* _WHAT TO WORK ON_:
A - Rewrite the forum thread starting at "But he's almost" and ending at "for the giggles.", switching "meal" to "dinner" everywhere it occurs.
B - Pick up the forum thread after its last sentence and keep writing.

* _PASSAGE_:
——

# Asked On A Date... By A 50 Year Old...



## bloodbinds

Right well... i've always had this _thing _for older men... :blush:
And i met this guy called Adam a couple of months ago in starbucks. He's a good friend of my uncle. My uncle is awesome and is like a mate to me. He has MS and because of it lives every day to the full and he is just amazing, took me to a concert the other week and got me to go backstage to meet the lead singer (was awesome) anyway, his mate is very similar to him. Though when i saw him i imagined he was in his 30's (and everyone whose seen him has agreed he looks mid-30s so he doesn't look like an old man lol)

Anyway, we met and got on really well and chatted about loads of things and he played with Bella and it was nice :)

I asked my uncle if he had said anything about me and he said that i was really nice but too young. Fair enough.

Then we saw each other again last week as my uncle threw a halloween party (those who have facebook might be able to spot him in the pictures!) and we chatted (while i wore a banana costume :dohh:) and again got on really well, then i gave him a lift home as he lives down the road from me.

Now today we threw Bellas Birthday Party, and Adam had given my uncle a card for Bella which had a nice message inside and a tenner - which was so sweet of him! So my uncle gave me his number so i could say thank you, which i did. Just got a text back saying you're welcome, glad you've had a good day. I was wondering if you would like to go out to Dinner with me, text or call me, Adam x

Ahhhh! I dunno what to do. I mean, i think he's lovely, and we get on great and never stuck for conversation.

But he's almost 50! (not quite yet) Is there any point in going for a meal? I mean, yeah, i'd get a free meal and nice conversation etc - but nothing could ever happen, let's face it, he's older than my dad!! It's just a bit weird for me. I've always gotten on with older people, i'd probably of gone out with my undle if my aunt hadnt gotten to him first! Lol. And once upon a time i might have gone for it... but now days i want something real, something special and solid. Not a bit of a laugh with a guy more than twice my age just for the giggles.

So, should i go out with him or not? Or is it just too weird?:wacko:


----------



## polo_princess

Is he fit? Is he rich?

If the answer to either is yes ... then go :rofl: :rofl:

*runs away to find a serious face*


----------



## bloodbinds

:rofl:


Here is a pic of us talking at the halloween party!

https://sphotos.ak.fbcdn.net/hphotos-ak-snc4/hs964.snc4/75700_1324703616535_1799246796_647281_8096231_n.jpg


So you can make your mind up on how he looks!

No idea if he's rich or not...


----------



## gemabee

wss ^

lol... but seriously... go for it hun :)
nd don't forget to update us 
xx


----------



## AppleBlossom

Not my cup of tea lol but hey, if it's yours then why not? Age is but a number after all ;)


----------



## gemabee

plus i'm pretty sure us lot are fed up of pathetic immature idiots who treat us like crap...
let this guy treat u like a princess!
xx


----------



## sarah0108

If you like him, go for it :D!!


----------



## polo_princess

He looks like he's got a nice bod for 50yo :shock:

Do it, what have you got to lose? Its not as if he's asking you to marry him, worst comes to worst you can just bin him off :lol:

Age doesnt bother me though, hubby is 11 years older than me!!

——

* _DATA LINES_:
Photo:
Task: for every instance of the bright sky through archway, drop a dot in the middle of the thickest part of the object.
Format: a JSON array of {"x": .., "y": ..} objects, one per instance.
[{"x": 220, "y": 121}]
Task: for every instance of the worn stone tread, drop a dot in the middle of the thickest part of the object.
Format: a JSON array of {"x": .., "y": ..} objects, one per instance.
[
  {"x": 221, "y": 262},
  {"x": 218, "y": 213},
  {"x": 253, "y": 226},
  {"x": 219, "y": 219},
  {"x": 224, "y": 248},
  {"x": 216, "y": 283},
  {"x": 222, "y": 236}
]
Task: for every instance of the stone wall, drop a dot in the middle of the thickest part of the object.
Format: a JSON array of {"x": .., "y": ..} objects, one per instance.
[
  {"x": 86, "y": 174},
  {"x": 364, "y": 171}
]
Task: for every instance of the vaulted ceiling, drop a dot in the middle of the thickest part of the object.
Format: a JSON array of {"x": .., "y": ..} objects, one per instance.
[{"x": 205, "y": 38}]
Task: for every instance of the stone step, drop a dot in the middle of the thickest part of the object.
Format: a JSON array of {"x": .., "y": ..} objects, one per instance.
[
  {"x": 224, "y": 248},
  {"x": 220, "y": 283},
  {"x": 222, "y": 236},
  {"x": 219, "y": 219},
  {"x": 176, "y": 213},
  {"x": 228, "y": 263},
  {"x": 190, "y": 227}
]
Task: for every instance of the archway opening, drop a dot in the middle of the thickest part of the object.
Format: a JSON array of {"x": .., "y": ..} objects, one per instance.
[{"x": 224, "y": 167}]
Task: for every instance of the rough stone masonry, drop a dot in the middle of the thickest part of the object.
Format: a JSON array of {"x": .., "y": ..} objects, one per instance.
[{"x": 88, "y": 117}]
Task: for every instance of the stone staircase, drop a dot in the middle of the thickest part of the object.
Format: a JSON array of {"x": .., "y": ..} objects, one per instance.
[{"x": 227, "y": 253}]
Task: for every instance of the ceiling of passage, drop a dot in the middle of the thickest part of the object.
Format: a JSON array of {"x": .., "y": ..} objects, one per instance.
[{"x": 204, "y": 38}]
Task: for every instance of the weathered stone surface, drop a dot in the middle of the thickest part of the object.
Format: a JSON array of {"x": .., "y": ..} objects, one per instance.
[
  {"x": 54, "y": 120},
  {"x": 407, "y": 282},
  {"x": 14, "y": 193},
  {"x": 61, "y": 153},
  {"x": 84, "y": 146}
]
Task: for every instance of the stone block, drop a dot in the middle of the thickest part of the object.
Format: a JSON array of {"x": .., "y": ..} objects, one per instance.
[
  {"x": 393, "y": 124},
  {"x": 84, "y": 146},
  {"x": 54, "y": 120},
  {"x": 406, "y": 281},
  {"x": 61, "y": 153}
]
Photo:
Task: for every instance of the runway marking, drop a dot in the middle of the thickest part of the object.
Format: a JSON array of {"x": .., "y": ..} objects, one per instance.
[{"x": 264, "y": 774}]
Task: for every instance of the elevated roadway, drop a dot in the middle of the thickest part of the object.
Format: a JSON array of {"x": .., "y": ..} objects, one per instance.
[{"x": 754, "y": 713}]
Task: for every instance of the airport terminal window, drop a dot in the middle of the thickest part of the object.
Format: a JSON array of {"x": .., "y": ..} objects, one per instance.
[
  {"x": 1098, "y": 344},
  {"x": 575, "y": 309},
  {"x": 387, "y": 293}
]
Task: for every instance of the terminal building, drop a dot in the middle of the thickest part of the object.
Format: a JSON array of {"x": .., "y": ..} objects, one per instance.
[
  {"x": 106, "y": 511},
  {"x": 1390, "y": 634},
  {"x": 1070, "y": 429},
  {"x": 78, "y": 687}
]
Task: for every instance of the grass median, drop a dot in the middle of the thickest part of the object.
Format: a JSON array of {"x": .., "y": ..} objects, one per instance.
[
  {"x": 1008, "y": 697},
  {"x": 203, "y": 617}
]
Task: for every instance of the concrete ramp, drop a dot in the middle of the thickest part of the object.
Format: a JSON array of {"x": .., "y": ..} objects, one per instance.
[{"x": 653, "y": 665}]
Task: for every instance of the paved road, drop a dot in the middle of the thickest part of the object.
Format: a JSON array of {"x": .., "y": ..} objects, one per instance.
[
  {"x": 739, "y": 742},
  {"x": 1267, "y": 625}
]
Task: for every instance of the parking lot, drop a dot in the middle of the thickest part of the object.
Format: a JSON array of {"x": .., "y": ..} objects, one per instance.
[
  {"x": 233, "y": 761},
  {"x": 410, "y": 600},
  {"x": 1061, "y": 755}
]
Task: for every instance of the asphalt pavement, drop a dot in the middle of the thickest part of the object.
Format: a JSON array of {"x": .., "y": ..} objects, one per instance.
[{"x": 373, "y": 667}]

——

* _ANSWERS TO THE EXERCISES_:
A -
But he's almost 50! (not quite yet) Is there any point in going for a dinner? I mean, yeah, i'd get a free dinner and nice conversation etc - but nothing could ever happen, let's face it, he's older than my dad!! It's just a bit weird for me. I've always gotten on with older people, i'd probably of gone out with my undle if my aunt hadnt gotten to him first! Lol. And once upon a time i might have gone for it... but now days i want something real, something special and solid. Not a bit of a laugh with a guy more than twice my age just for the giggles.

B -
----------



## aliss

Eh, just go have fun!!! Okay, so you'll be 40 or 50 when he dies, but you'll still be a young hottie. Best of both worlds! Enjoy!


----------



## sweetlullaby

I'd say go for it hun! Would make a nice change for it to be an older more mature man that'll treat you like a princess hopefully! :) My parents had nearly 15 years of an age gap!


----------



## lynne192

if your happy with him age shouldn't be to much of a hang up sometimes older men are better they have got thier crazy out in thier younger days (well most of them) and usually more stable.


----------



## Kate&Lucas

polo_princess said:


> He looks like he's got a nice bod for 50yo :shock:

I was thinking the same - look at the arms! He looks like my uncle though so I'm not commenting looks-wise :haha: Deffo doesn't look 50 from the pic.

But yeah, go for it! It's just one date what have you got to lose :flower:


----------



## bloodbinds

Yeah he has a very good body :blush: Lol.

And i don't usually mind age gaps, i've always gone for older guys... but 30 years older?!? :dohh: I dont know if i'll be able to get over that. And plus he is such a good friend on my uncle, if it didnt work out i wouldnt want anything to be awkward between them.

Also realised that i am on the cambridge diet and wouldnt actually be able to have dinner!! Lol.


----------



## lou_w34

Go for it!

What the worse that can happen?? Least its a free meal! haha

xxx


----------



## Neferet

Personally I wouldn't go near anyone that old, but to be fair he does look good for his age! If you've go no problems with the age gap go for it! =]


----------



## jen1604

I would go for it hon! 

What have you got to lose?If it doesn't go well just don't see him again! x


----------



## suzanne108

I'm usually open-minded but eeeeek no I really wouldn't if I was you!

I have my reasons which I can't put into words right now lol! x


----------



## Lovemyfamilyx

he looks quite nice really :) x


----------



## kiwimama

If you make sure he's aware it's just dinner and you don't want it to become anything serious and he's happy with that, then go for it!


----------



## Rhi_Rhi1

go for it :)! x


----------



## Missy86

Sorry to butt in

I would go for it if you like him, there is 17 years between me and my Oh (im 24 he is 41)
The age gap has never been a problem


----------



## Pricey

bloodbinds said:


> i'd probably of gone out with my undle if my aunt hadnt gotten to him first! Lol.

OK, this uncle stuff is a bit weird, no?

Other than that, up to you, I dont think your fate should be decided on an internet forum. :shrug:


----------



## suzanne108

Pricey said:


> bloodbinds said:
> 
> 
> i'd probably of gone out with my undle if my aunt hadnt gotten to him first! Lol.
> 
> OK, this uncle stuff is a bit weird, no?
> 
> Other than that, up to you, I dont think your fate should be decided on an internet forum. :shrug:Click to expand...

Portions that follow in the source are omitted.